**Exercise instructions:** Transcribe the whole listing exactly.

.....

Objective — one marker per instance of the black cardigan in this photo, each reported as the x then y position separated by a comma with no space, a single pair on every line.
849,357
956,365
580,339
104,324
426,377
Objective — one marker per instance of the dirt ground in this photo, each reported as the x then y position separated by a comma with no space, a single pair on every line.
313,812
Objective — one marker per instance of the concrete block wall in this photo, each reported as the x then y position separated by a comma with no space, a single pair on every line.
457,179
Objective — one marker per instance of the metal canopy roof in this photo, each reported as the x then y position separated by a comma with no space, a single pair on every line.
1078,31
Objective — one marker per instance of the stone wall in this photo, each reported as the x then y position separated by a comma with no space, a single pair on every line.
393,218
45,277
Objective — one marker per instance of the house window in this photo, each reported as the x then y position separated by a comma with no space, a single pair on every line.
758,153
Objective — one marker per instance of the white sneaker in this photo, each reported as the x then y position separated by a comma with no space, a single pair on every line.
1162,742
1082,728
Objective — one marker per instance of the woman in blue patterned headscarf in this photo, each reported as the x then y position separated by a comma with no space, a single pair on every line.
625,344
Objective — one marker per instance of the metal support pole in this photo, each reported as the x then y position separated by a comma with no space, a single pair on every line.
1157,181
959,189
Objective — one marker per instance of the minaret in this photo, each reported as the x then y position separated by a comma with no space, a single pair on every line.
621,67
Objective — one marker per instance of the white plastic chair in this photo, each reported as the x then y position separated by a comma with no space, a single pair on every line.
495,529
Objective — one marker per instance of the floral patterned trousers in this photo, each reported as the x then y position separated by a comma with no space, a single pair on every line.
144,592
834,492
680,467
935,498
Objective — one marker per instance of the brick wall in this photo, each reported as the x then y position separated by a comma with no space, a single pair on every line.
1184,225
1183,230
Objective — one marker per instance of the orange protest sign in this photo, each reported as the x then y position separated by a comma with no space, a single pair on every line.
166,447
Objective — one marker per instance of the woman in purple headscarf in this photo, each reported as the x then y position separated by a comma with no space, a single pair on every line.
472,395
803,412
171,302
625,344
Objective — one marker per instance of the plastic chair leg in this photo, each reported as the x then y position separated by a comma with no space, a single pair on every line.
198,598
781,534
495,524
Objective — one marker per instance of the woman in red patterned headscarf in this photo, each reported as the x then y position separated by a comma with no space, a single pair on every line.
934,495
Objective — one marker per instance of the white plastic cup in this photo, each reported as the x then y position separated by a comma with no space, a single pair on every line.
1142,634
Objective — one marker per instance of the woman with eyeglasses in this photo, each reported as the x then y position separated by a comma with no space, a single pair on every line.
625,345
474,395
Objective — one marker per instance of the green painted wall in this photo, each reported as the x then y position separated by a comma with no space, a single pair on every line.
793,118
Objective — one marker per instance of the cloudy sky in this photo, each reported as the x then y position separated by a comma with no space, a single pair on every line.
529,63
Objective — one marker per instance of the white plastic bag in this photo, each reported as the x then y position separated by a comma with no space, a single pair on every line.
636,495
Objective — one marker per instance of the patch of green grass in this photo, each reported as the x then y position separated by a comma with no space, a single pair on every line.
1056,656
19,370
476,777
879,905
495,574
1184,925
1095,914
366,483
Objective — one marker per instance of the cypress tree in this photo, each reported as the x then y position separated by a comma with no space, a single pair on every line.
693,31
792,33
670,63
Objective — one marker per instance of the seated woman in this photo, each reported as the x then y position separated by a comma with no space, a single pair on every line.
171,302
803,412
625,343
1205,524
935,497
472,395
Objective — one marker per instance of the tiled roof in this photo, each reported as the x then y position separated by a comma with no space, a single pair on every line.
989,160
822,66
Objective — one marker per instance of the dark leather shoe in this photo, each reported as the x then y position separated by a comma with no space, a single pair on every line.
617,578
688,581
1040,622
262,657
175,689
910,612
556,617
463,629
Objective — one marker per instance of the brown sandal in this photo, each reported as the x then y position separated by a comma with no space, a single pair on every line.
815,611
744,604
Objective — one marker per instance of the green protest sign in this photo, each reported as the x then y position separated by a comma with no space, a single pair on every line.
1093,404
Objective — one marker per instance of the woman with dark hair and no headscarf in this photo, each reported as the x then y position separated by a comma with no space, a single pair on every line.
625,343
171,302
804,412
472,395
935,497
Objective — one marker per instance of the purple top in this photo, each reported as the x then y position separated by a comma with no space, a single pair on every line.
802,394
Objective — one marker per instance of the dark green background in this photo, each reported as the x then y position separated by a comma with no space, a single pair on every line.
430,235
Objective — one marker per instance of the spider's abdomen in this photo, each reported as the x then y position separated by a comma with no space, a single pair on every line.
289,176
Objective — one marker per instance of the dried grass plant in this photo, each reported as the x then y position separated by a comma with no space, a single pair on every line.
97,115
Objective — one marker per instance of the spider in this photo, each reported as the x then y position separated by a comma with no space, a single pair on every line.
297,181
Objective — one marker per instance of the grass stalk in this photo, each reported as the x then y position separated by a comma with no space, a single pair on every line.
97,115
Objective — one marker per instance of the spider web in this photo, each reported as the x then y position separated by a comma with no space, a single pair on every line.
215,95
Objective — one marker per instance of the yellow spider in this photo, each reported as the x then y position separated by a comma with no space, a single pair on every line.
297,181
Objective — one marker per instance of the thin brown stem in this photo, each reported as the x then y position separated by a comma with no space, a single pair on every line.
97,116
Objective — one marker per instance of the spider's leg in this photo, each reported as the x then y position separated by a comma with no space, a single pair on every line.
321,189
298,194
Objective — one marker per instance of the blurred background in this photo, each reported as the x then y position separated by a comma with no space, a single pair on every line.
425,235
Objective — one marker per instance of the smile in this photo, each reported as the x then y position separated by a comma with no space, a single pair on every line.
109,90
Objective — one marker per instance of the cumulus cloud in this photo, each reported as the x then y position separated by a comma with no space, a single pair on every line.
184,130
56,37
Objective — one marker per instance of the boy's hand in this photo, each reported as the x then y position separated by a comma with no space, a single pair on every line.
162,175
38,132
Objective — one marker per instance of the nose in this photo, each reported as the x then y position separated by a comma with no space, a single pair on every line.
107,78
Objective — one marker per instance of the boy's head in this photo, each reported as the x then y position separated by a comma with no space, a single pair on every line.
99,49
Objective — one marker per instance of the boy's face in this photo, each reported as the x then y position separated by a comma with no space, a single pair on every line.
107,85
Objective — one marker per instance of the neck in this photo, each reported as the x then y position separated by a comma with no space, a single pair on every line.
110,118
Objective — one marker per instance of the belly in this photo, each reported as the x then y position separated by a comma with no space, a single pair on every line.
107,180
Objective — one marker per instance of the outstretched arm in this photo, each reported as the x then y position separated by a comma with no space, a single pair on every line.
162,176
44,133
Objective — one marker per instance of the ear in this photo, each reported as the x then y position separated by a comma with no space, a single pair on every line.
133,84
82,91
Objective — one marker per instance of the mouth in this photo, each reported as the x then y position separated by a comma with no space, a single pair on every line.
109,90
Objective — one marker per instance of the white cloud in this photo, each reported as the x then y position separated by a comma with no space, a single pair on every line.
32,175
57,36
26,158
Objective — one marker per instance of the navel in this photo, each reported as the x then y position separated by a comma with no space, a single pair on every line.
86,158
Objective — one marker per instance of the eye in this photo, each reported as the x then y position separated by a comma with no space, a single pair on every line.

.....

**Your response:**
Objective — one marker per instance of the black cardigan in this photo, each reported as the x then y position separated by a comma with no space, a single pair on every line.
849,357
956,365
580,339
104,324
426,377
Objective — one marker per instance of the dirt ground in this photo, each reported as the x then y position separated by a comma with no space, a single pair on every line.
313,812
Objective — one marker per instance of the concrete block wall in this photo, each reported as the x then y position separated by a comma with no space, a single pair on every line.
457,179
Objective — one marker per instance of the metal canopy roof in this photo, each reported as the x then y position separated by a comma with no space, a single pair on every line.
1078,31
Objective — one marker per instance of the stone wall in this photo, each reported as the x then y position separated by a comma with no space, a single pair on every line.
393,218
45,277
Objective — one marker per instance of the house window in this photo, each reported as the x then y position separated by a comma with no space, a single pair on every line.
758,153
Objective — one marker per instance of the white sneaker in this photo, each reported as the x then y position separated by a comma with no space, a single pair on every line.
1162,742
1082,728
Objective — one marker per instance of the woman in blue patterned headscarf in this photo, each reported as the x then y position separated by a comma with no space, a single pair on every line.
625,344
Objective — one marker per instance of the metal support pole in this photo, each reported as the x then y position separated by a comma with no space, a single pair on every line.
1157,181
959,189
Objective — one marker per instance of the minaret in this photo, each reported as the x then y position separated by a comma with no space, a single pair on every line.
621,67
Objective — one marker per instance of the white plastic chair in this photo, each reported as the x then y position separated by a comma with no space, a single pair on every line.
495,529
Objective — one marker per instance of the floral patterned trousers in this photo, each reported as the x then y position separated by a comma with no space, a single pair on every line.
144,592
834,492
680,467
935,498
Objective — one marker per instance of the brick wall in this photo, each reported as the x then y position separated by a comma with no space, a single pair on every line.
1184,225
1183,230
Objective — one marker per instance of the orange protest sign in this photo, each reported as the x then y position separated by a comma with no space, a single pair on every line.
166,447
Objective — one marker per instance of the woman in purple headscarf in this photo, each reported as the x then y position separated by a comma with no space, a single pair on every line.
472,395
803,412
171,302
625,344
Objective — one marker per instance of the plastic chair leg in this photo, each reported as the x then y position separated by a comma with no space, a single pair on every line.
198,598
781,534
495,524
Objective — one marker per instance of the woman in red patterned headscarf in this photo, each reported as the x then y position separated by a comma with no space, a single pair on every line.
934,495
Objective — one marker per instance of the white plastic cup in this photo, each reported as the x then y position separated by a comma with no space, a single pair on every line.
1142,634
Objective — one marker per instance of the woman with eyeglasses in this photo, each reported as the x then y position separated by a comma with no space, a single pair on every line.
625,345
474,395
Objective — one marker per instance of the green painted wall in this photo, each reported as the x then y position separated by a comma with no space, a single pair on every line.
793,118
Objective — one marker per instance of the cloudy sky in this photo, each reported as the x then y position separated by a comma with no space, a single pair on every line.
529,63
Objective — one marker per instance of the white plastic bag in this photo, each reported as the x then y position separated by a comma with no space, a single pair on every line.
636,495
Objective — one marker per instance of the patch of green grass in this photo, each reported as the x then y position separated by a comma with no space, a single pair on every line.
1056,656
19,370
476,777
879,905
495,574
1184,925
1095,914
366,483
Objective — one marker per instance of the cypress tree in this photo, each reported as the x then y position separated by a comma with no space, a single pair on every line.
693,31
792,33
670,63
Objective — one marker per instance of the seated woman in this photo, each reported as the x then y position separated by a comma with no space, a single pair on every line.
171,302
803,412
625,343
1205,524
935,497
472,395
Objective — one marker per instance of the tiled roof in this photo, each reported as the x then y position separated by a comma with no space, a single pair on every line.
989,160
822,66
Objective — one marker per instance of the dark leather shoe in this photo, each reported as the x then y position separated by a comma with no space, a single pair on every line.
617,578
688,581
1040,622
262,657
175,689
910,612
556,617
463,629
Objective — one marker per instance of the brown sandal in this photo, each reported as the x then y position separated by a comma with no space, a single pair on every line.
815,611
744,604
Objective — one marker per instance of the green protest sign in this photo, each reported as the x then y position separated by a comma with no space, a single pair on every line.
1093,404
Objective — one marker per instance of the woman with dark hair and no headscarf in this photo, each reported as the x then y position separated by a comma with no space, a single pair on every line.
625,343
171,302
804,412
472,395
935,497
Objective — one marker per instance of the purple top in this photo, each reported as the x then y position separated by a comma with no space, a single pair on every line.
802,394
Objective — one marker per instance of the dark green background in this photo, each reported as the x then y position separated by a comma with no space, a single pair on every line.
430,235
Objective — one marker per instance of the spider's abdomen in this photo, each reported as the x then y position separated by a comma with no space, a single pair on every line.
289,176
Objective — one marker per instance of the dried grass plant in this photo, each reported as the x then y position separated by a comma with no space, a single pair on every line.
97,115
Objective — one marker per instance of the spider in this photo, each reported as the x then y position separated by a comma with no space, a single pair on every line.
297,181
Objective — one marker per instance of the grass stalk in this photo, each reported as the x then y position separated by a comma with no space, a single pair on every line.
97,115
Objective — one marker per instance of the spider web in this photo, each reported as the x then y position separated by a comma with no space, a single pair on every line.
215,95
Objective — one marker per instance of the yellow spider in this photo, each reported as the x then y position separated by a comma with no space, a single pair on every line.
297,181
Objective — one marker per instance of the thin brown stem in this photo, each reported as the x then y position separated by a comma with no space, a single pair on every line.
97,116
Objective — one marker per instance of the spider's leg in this photo, each reported as the x then y position separated by a comma with no space, a single pair on every line.
321,189
298,194
Objective — one marker per instance of the blurred background in this photo, each reported as the x then y position separated by a comma with no space, a single pair on every line.
425,235
Objective — one marker per instance of the smile in this photo, each reported as the x then y position separated by a comma with no space, a single pair on every line.
109,90
Objective — one marker per instance of the cumulus cloud in this photo, each reported as the x then y position separated by a comma with no space, a single pair on every line.
184,130
56,37
Objective — one marker per instance of the boy's hand in this photo, each reported as the x then y position separated by a comma with no space, a single pair on every line.
162,175
38,132
Objective — one marker per instance of the nose in this photo, each reported as the x then y position separated by a comma with no space, a single pair on every line.
107,78
Objective — one marker per instance of the boy's head in this photo, each reported as the x then y position separated by a comma with no space, a single pair on every line.
99,49
Objective — one marker per instance of the boy's face in this photo, each reported as the x then y position separated by a comma with no space, a single pair on every line.
107,85
Objective — one marker per instance of the neck in this photo, each reported as the x then y position separated by a comma with no space, a single pair on every line.
110,118
Objective — one marker per instance of the belly in this photo, each reported as the x then y position separated by a comma with no space, a single pair on every line.
107,180
Objective — one marker per instance of the outstretched arm in this photo, each reported as the x then y position separated by a comma with no space, a single pair on every line.
162,176
44,133
Objective — one marker per instance of the ear in this photo, each reported as the x then y position separated by a comma with no space, a single pair on every line.
133,84
82,91
Objective — one marker per instance of the mouth in this photo, each reported as the x then y position separated by a comma with no space, a single pair on every line.
109,90
Objective — one marker per instance of the white cloud in this photo, each reported as the x then y position separated by a comma with no space, a single pair on every line.
32,175
57,36
26,158
Objective — one marker per instance of the navel in this photo, each reported as the x then y position separated by a comma with no space, a single pair on every line.
86,158
Objective — one marker per instance of the eye in this photo, each reported as the x then y position separated by a comma with no space, a single pair on every line.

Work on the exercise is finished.